■ Instructions for the task:
Whatever the records below say, write them all out exactly.

■ Dataset records:
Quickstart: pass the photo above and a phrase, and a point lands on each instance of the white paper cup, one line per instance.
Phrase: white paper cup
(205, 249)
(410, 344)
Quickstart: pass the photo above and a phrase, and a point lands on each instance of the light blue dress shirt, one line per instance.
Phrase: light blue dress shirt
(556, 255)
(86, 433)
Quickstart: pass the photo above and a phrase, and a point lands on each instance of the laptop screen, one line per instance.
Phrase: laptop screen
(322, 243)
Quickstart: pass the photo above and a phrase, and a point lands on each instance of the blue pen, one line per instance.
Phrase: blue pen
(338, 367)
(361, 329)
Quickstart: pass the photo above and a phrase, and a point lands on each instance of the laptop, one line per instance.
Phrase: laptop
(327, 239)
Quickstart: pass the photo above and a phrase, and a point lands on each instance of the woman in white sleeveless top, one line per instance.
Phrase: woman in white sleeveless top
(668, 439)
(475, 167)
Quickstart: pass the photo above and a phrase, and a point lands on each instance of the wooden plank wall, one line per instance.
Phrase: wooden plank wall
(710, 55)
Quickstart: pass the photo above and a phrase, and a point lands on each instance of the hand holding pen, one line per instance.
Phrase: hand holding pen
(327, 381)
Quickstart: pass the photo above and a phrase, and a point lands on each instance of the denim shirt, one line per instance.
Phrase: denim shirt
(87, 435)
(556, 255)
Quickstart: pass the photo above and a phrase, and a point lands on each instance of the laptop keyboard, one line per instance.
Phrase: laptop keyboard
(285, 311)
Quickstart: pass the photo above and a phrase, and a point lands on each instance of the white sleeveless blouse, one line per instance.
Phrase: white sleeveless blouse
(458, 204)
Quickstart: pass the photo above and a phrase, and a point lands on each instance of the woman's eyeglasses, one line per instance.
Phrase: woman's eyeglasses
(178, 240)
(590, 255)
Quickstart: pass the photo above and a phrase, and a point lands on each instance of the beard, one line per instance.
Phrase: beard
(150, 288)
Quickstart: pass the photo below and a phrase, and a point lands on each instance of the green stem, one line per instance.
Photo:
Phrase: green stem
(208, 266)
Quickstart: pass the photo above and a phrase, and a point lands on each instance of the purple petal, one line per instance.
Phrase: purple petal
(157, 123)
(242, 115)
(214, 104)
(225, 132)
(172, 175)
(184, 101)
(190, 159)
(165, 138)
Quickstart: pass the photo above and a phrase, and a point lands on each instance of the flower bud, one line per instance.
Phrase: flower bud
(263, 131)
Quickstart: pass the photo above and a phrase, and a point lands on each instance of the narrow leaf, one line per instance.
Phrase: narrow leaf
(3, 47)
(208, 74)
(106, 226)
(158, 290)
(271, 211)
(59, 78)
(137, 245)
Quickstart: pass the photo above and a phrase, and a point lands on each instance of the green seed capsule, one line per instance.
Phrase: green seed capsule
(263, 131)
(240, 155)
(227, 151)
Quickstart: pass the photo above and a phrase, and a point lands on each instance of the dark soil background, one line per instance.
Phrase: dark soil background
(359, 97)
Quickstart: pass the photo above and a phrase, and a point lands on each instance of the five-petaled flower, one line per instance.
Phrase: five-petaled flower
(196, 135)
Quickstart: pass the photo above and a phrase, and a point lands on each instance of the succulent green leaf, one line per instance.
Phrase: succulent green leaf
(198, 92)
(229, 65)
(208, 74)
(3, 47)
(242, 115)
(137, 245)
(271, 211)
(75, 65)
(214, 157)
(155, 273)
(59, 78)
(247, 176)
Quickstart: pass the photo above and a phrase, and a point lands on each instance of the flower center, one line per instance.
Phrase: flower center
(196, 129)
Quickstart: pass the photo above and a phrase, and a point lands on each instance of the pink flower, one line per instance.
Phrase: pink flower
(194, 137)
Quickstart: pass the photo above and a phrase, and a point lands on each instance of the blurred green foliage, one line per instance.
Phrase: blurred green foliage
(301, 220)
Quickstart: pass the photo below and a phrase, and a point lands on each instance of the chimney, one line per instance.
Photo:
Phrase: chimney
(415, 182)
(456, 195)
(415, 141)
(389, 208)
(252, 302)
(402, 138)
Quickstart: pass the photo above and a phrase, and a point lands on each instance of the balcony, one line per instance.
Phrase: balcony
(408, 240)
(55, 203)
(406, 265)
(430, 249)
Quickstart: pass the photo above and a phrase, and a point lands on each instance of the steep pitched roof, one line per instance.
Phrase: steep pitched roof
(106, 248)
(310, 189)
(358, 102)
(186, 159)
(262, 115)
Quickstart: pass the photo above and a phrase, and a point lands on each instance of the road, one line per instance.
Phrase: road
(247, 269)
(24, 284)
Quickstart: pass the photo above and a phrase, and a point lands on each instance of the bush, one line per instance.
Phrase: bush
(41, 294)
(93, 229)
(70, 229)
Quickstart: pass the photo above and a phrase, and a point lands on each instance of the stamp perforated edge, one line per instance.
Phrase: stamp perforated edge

■ Your response:
Quickstart: pass the photo above and a phrase, and a point lands on each instance of the white paper cup, one line per instance.
Phrase: white paper cup
(205, 249)
(410, 344)
Quickstart: pass the photo above and a phrase, and a point lands on each instance of the light blue dress shirt, one line per instance.
Phrase: light blue dress shirt
(556, 255)
(86, 433)
Quickstart: pass the photo above and a phrase, and a point lands on each instance of the laptop screen, one line per instance.
Phrase: laptop screen
(322, 243)
Quickstart: pass the photo above and a phrase, and a point lands on each instance of the blue pen, one line per instance.
Phrase: blue pen
(338, 367)
(361, 329)
Quickstart: pass the photo above and a phrase, and a point lands on each instance of the laptop, one line per instance.
Phrase: laptop
(327, 239)
Quickstart: pass the photo above and a phrase, and a point lands on each instance of the woman in white sleeveless top, one line per instance.
Phrase: woman in white sleeveless top
(668, 439)
(475, 167)
Quickstart: pass the photo above and a phrase, and a point lands on each instance of the wooden plank wall, one line per instance.
Phrase: wooden plank wall
(710, 55)
Quickstart: pass the photo above and a phrase, and a point lands on each instance of the hand holding pen, one line per instance.
Phrase: hand holding pen
(327, 381)
Quickstart: pass the photo above and a phrase, and a point lands on each instance of the denim shirt, one line per instance.
Phrase: denim shirt
(87, 435)
(556, 255)
Quickstart: pass the photo above and a phrase, and a point lands on each instance of the laptop keyboard, one line per instance.
Phrase: laptop keyboard
(285, 311)
Quickstart: pass the photo above and a phrase, and a point lands on each instance of the white sleeveless blouse, one line per instance.
Phrase: white sleeveless blouse
(458, 204)
Quickstart: pass the photo above and a phrase, and a point lands on each instance of the woman's eyeglasses, one line per instance.
Phrase: woman's eyeglasses
(178, 240)
(590, 255)
Quickstart: pass the photo above and a phrase, and a point lands on each instance of the beard, one line per instance.
Phrase: beard
(150, 288)
Quickstart: pass the photo below and a phrase, and a point lands on each instance of the green stem, one line per instance.
Photo:
Phrase: green stem
(208, 266)
Quickstart: pass the photo above and a phrase, and a point lands on each instance of the purple petal, one line per instance.
Phrase: purple petal
(157, 123)
(242, 115)
(214, 104)
(225, 132)
(172, 175)
(184, 101)
(190, 159)
(165, 138)
Quickstart: pass the photo above and a phrase, and a point lands on each instance of the flower bud, one line per instance.
Phrase: flower bud
(263, 131)
Quickstart: pass the photo above and a phrase, and a point lands on each instance of the narrow leaf, one line per instance.
Phrase: narrow leaf
(3, 47)
(208, 74)
(106, 226)
(158, 290)
(271, 211)
(59, 78)
(137, 245)
Quickstart: pass the photo above and a phrase, and a point lands on each instance of the green seed capsule, one line per instance.
Phrase: green seed capsule
(263, 131)
(240, 155)
(227, 151)
Quickstart: pass the photo above and a phrase, and a point lands on each instance of the dark soil background, one line per instance.
Phrase: dark soil background
(359, 97)
Quickstart: pass the photo above and a phrase, and a point lands on each instance of the five-petaled flower, one line per instance.
Phrase: five-petaled flower
(196, 135)
Quickstart: pass the photo above and a phrase, and a point lands on each instance of the succulent green leaf, one line per instance.
Phrase: succulent green leaf
(198, 92)
(229, 65)
(208, 74)
(3, 47)
(242, 115)
(137, 245)
(271, 211)
(75, 65)
(214, 157)
(155, 273)
(59, 78)
(247, 176)
Quickstart: pass the photo above and a phrase, and a point lands on each instance of the flower center, one line per instance.
Phrase: flower center
(196, 129)
Quickstart: pass the photo above and a phrase, and a point lands on each instance of the pink flower, one line per instance.
Phrase: pink flower
(194, 137)
Quickstart: pass the photo above and a phrase, and a point lands on each instance of the blurred green foliage, one line per instance.
Phrase: blurred green foliage
(301, 220)
Quickstart: pass the photo below and a phrase, and a point lands on each instance of the chimney, one line per instance.
Photo:
Phrase: chimney
(415, 182)
(456, 195)
(415, 141)
(389, 208)
(252, 302)
(402, 138)
Quickstart: pass the photo above and a phrase, and a point lands on each instance of the balcony, one line per instance.
Phrase: balcony
(408, 240)
(55, 203)
(406, 265)
(430, 249)
Quickstart: pass the photo above and a phrase, and a point lands on each instance of the steep pitched roof, one line per instance.
Phrase: steep pitched roof
(106, 248)
(310, 189)
(358, 102)
(186, 159)
(262, 115)
Quickstart: pass the photo above and a phrase, and a point lands on each instance of the road, one line per instance.
Phrase: road
(247, 269)
(24, 284)
Quickstart: pass the photo above and a phrase, and a point lands on each instance of the bush, one line per instance.
Phrase: bush
(41, 294)
(93, 229)
(70, 229)
Quickstart: pass the photo above and a phrase, and a point lands on each instance of the stamp perforated edge, one line per instance.
Phrase: stamp perforated edge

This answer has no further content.